EXTRACT TO READ
-- start --
Reference

Data types

PikaParser.FirstType
struct First{G, T} <: PikaParser.Clause{G, T}

Match the first possibility of several matches. Empty First is equivalent to unconditional failure.

Fields

  • children::Vector
source
PikaParser.FollowedByType
struct FollowedBy{G, T} <: PikaParser.Clause{G, T}

Zero-length match that succeeds if follow does match at the same position.

Fields

  • follow::Any
source
PikaParser.GrammarType
struct Grammar{G, T}

A representation of the grammar prepared for parsing.

Fields

  • names::Vector: Topologically sorted list of rule labels (non-terminals)

  • idx::Dict{G, Int64} where G: Mapping of rule labels to their indexes in names

  • clauses::Array{PikaParser.Clause{Int64, T}, 1} where T: Clauses of the grammar converted to integer labels (and again sorted topologically)

  • can_match_epsilon::Vector{Bool}: Flags for the rules being able to match on empty string unconditionally

  • seed_clauses::Vector{Vector{Int64}}: Which clauses get seeded upon matching of a clause

  • terminals::Vector{Int64}: Sorted indexes of terminal clauses that are checked against each input item.

source
PikaParser.ManyType
struct Many{G, T} <: PikaParser.Clause{G, T}

Greedily matches a sequence of matches that can be empty.

Fields

  • item::Any
source
PikaParser.MatchType
struct Match

Internal match representation.

Fields

  • clause::Int64: Which clause has matched here?

  • first::Int64: Where the match started?

  • last::Int64: What is the last item of the match? (In case of empty match, this MUST be the previous index before first, i.e., prevind(input, first).)

  • option_idx::Int64: Which possibility (given by the clause) did we match?

  • submatches::Int64: Index to the first submatch, the range of submatches spans all the way to the first submatch of the next Match.

  • left::Int64: Left child in the memo tree.

  • right::Int64: Right child in the memo tree.

  • parent::Int64: Parent in the memo tree.

source
PikaParser.NotFollowedByType
struct NotFollowedBy{G, T} <: PikaParser.Clause{G, T}

Zero-length match that succeeds if reserved does not match at the same position.

Fields

  • reserved::Any
source
PikaParser.ParserStateType
mutable struct ParserState{G, T, I}

Intermediate parsing state. The match tree is built in a vector of matches that grows during the matching, all match indexes point into this vector.

This structure is also a "result" of the parsing, used to reconstruct the match tree.

Fields

  • grammar::PikaParser.Grammar: Copy of the grammar used to parse the input.

  • q::PikaParser.PikaQueue: Queue for rules that should match, used only internally.

  • matches::Vector{PikaParser.Match}: Matches, connected by indexes to form a memo table search tree.

  • memo_root::Int64: Root of the memotable search tree (stored in the matches).

  • submatches::Vector{Int64}: Children pointers of the matches that form the match tree.

  • input::Any: Parser input, used to reconstruct match data.

source
PikaParser.SatisfyType
struct Satisfy{G, T} <: PikaParser.Terminal{G, T}

A single terminal. Matches a token from the input stream where the match function returns true, otherwise it returns false.
-- end --
LIST OF TASKS
[1] Answer these questions about the PikaParser reference, each on its own line:
(a) What is an empty First equivalent to?
(b) In the Match struct, what must the last field be for an empty match?
(c) What is the input field of ParserState used for?
[2] Write the next part of the PikaParser reference, picking up right after its final sentence.

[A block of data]
-- start --
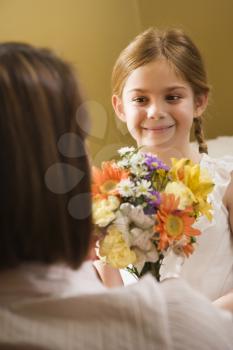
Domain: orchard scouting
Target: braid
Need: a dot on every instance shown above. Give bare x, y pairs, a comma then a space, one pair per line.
199, 135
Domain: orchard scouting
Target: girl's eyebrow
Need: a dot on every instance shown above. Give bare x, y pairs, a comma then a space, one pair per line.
175, 87
137, 90
167, 89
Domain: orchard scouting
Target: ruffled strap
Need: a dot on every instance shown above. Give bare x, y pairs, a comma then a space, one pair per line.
220, 170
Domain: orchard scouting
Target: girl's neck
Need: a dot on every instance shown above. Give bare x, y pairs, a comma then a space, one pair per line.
189, 152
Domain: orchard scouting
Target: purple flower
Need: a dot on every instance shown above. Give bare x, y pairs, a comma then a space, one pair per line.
154, 163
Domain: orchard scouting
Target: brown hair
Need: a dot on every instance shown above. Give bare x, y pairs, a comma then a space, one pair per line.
179, 50
39, 98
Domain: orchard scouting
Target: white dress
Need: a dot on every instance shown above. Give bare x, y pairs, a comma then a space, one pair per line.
57, 308
210, 268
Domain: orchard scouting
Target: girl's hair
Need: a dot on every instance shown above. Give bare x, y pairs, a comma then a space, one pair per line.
179, 50
39, 98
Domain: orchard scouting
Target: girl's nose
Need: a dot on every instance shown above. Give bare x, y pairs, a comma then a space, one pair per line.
153, 112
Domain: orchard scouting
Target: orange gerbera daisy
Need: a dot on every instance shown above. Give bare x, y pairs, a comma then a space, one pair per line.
172, 223
106, 179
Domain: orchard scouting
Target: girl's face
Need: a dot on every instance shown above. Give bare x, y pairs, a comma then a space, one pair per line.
158, 107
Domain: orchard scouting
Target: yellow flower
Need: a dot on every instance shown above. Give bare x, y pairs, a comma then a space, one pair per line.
115, 250
103, 210
182, 192
197, 180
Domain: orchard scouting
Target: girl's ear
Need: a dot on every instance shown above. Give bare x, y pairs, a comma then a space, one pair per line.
118, 107
201, 103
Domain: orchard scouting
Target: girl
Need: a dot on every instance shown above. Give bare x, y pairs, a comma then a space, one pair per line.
160, 90
49, 297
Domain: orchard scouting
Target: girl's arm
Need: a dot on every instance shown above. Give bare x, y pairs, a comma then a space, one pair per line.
226, 301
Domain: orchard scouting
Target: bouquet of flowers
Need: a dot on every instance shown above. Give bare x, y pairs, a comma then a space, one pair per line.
144, 210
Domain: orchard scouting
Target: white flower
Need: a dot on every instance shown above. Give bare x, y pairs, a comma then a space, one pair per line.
136, 216
126, 188
143, 187
123, 163
142, 238
143, 257
122, 151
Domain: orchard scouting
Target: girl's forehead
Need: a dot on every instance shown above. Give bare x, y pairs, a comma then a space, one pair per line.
158, 74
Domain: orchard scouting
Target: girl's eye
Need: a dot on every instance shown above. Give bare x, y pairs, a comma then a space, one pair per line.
173, 98
140, 99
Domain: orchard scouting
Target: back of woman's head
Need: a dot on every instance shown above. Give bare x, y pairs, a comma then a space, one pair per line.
39, 98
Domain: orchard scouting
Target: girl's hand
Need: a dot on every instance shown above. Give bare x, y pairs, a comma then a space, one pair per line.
225, 302
108, 275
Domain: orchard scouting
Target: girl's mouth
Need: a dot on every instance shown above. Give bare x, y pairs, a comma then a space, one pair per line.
159, 128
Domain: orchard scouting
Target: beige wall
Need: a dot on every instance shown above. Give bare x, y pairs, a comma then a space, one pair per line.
210, 24
91, 33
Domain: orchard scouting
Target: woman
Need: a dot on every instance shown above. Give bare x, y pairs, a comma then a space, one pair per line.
50, 297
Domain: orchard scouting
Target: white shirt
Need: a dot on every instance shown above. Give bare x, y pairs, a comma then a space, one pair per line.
58, 308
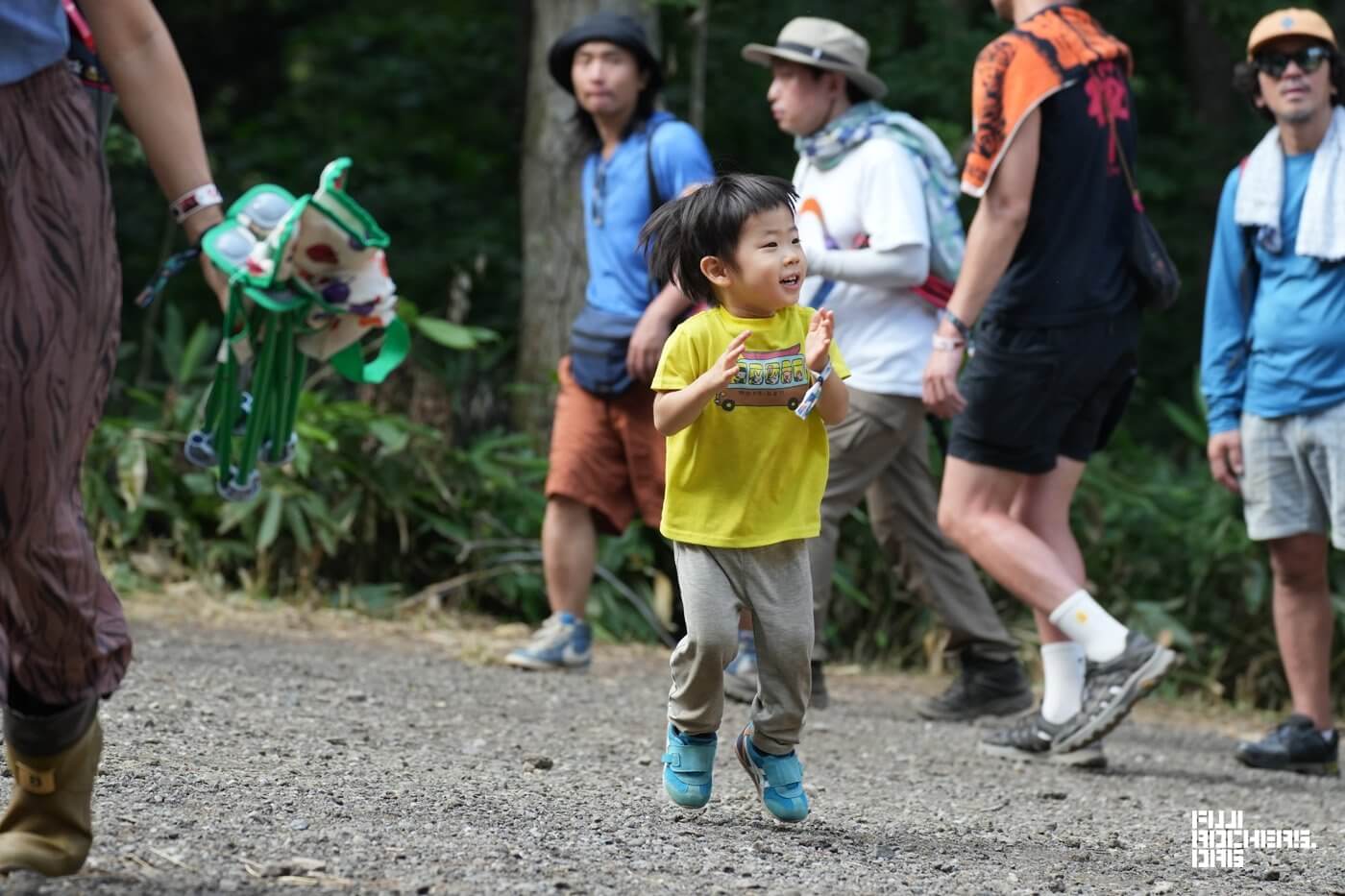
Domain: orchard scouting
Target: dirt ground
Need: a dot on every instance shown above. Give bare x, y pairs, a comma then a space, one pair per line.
266, 750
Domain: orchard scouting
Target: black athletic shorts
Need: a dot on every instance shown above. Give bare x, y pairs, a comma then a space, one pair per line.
1038, 393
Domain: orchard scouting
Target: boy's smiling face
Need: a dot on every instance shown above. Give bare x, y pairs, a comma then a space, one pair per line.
767, 268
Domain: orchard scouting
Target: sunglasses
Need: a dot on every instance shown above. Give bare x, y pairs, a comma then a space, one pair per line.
1308, 60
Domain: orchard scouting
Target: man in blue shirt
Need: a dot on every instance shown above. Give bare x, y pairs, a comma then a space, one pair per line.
607, 458
1273, 361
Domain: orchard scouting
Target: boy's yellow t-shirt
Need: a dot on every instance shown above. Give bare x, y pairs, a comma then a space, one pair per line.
748, 472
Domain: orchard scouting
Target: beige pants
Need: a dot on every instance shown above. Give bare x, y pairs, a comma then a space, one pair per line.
773, 584
880, 452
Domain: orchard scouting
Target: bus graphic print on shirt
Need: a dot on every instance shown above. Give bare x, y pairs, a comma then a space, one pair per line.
767, 379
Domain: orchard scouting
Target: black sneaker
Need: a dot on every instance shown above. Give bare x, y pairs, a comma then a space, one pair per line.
982, 688
1029, 739
819, 700
1293, 745
1113, 689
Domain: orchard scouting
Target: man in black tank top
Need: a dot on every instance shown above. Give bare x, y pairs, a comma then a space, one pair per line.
1045, 275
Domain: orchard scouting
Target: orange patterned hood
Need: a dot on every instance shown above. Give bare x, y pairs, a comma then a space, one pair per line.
1019, 70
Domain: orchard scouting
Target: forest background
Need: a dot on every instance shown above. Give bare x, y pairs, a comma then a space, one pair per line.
426, 492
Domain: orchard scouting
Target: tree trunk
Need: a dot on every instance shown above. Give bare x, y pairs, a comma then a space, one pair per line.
1208, 71
554, 271
701, 29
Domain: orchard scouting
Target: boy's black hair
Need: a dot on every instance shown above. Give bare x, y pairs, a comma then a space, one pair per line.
1247, 83
708, 222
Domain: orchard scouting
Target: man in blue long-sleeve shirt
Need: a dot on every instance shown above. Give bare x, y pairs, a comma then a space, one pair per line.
1273, 361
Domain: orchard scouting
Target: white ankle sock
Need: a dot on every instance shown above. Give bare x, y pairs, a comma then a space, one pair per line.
1064, 668
1088, 624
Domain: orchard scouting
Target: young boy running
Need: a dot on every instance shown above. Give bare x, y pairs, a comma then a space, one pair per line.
746, 465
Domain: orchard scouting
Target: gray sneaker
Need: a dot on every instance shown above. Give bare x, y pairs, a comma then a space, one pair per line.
982, 688
564, 642
1113, 689
1029, 739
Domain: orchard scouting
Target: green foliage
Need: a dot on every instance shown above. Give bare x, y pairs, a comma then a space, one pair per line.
386, 498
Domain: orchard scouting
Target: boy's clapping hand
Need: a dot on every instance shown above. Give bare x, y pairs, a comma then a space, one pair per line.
818, 345
726, 368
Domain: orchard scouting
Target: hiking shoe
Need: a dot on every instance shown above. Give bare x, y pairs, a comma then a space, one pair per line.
689, 767
562, 642
1112, 690
1029, 739
819, 698
1293, 745
779, 779
740, 674
982, 688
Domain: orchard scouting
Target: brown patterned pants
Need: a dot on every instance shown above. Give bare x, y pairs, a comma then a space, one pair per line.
62, 633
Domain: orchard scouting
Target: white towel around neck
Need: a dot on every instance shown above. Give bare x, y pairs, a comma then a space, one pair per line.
1260, 194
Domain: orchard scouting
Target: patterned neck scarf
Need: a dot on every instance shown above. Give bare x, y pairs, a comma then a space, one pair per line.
938, 175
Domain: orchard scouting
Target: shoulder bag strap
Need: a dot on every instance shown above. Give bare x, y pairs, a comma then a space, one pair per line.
1125, 163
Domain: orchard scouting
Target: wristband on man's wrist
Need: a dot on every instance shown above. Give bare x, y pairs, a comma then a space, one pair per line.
964, 329
194, 201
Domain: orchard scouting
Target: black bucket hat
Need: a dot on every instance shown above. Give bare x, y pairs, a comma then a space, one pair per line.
612, 27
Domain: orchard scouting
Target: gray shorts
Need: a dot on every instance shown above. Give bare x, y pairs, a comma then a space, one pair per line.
1294, 475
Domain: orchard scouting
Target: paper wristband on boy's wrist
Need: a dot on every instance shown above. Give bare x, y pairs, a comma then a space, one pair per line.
194, 201
964, 329
810, 399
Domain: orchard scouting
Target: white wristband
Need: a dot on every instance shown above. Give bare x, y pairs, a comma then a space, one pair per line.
194, 201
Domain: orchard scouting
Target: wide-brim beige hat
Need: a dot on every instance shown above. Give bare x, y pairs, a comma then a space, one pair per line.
820, 43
-- end --
ANSWERS IN ORDER
[1]
(a) Unconditional failure.
(b) The previous index before first, i.e., prevind(input, first).
(c) Reconstructing match data.

[2]
Fields

  • match::Function
source
PikaParser.ScanType
struct Scan{G, T} <: PikaParser.Terminal{G, T}

A single terminal, possibly made out of multiple input tokens.

Given the input stream view, the match function scans the input forward and returns the position of the last item of the matched terminal (which is assumed to start at the beginning of the stream view). In case there's no match, it returns zero.

Fields

  • match::Function
source
PikaParser.SeqType
struct Seq{G, T} <: PikaParser.Clause{G, T}

Sequence of matches. Empty Seq is equivalent to an always-succeeding empty match, as in Epsilon.

Fields

  • children::Vector
source
PikaParser.SomeType
struct Some{G, T} <: PikaParser.Clause{G, T}

Greedily matches a sequence of matches, with at least 1 match.

Fields

  • item::Any
source
PikaParser.TieType
struct Tie{G, T} <: PikaParser.Clause{G, T}

Produces the very same match as the item, but concatenates the user views of the resulting submatches into one big vector (i.e., basically squashing the 2 levels of child matches to a single one.) Useful e.g. for lists with different initial or final elements.

As a result, the item and its immediate children are not going to be present in the parse tree.

Fields

  • tuple::Any
source
PikaParser.TokenType
struct Token{G, T} <: PikaParser.Terminal{G, T}

A single token equal to match.

Fields

  • token::Any
source
PikaParser.TokensType
struct Tokens{G, T, I} <: PikaParser.Terminal{G, T}

A series of tokens equal to match.

Fields

  • tokens::Any
source
PikaParser.TraverseNodeType
mutable struct TraverseNode{G, S}

Part of intermediate tree traversing state.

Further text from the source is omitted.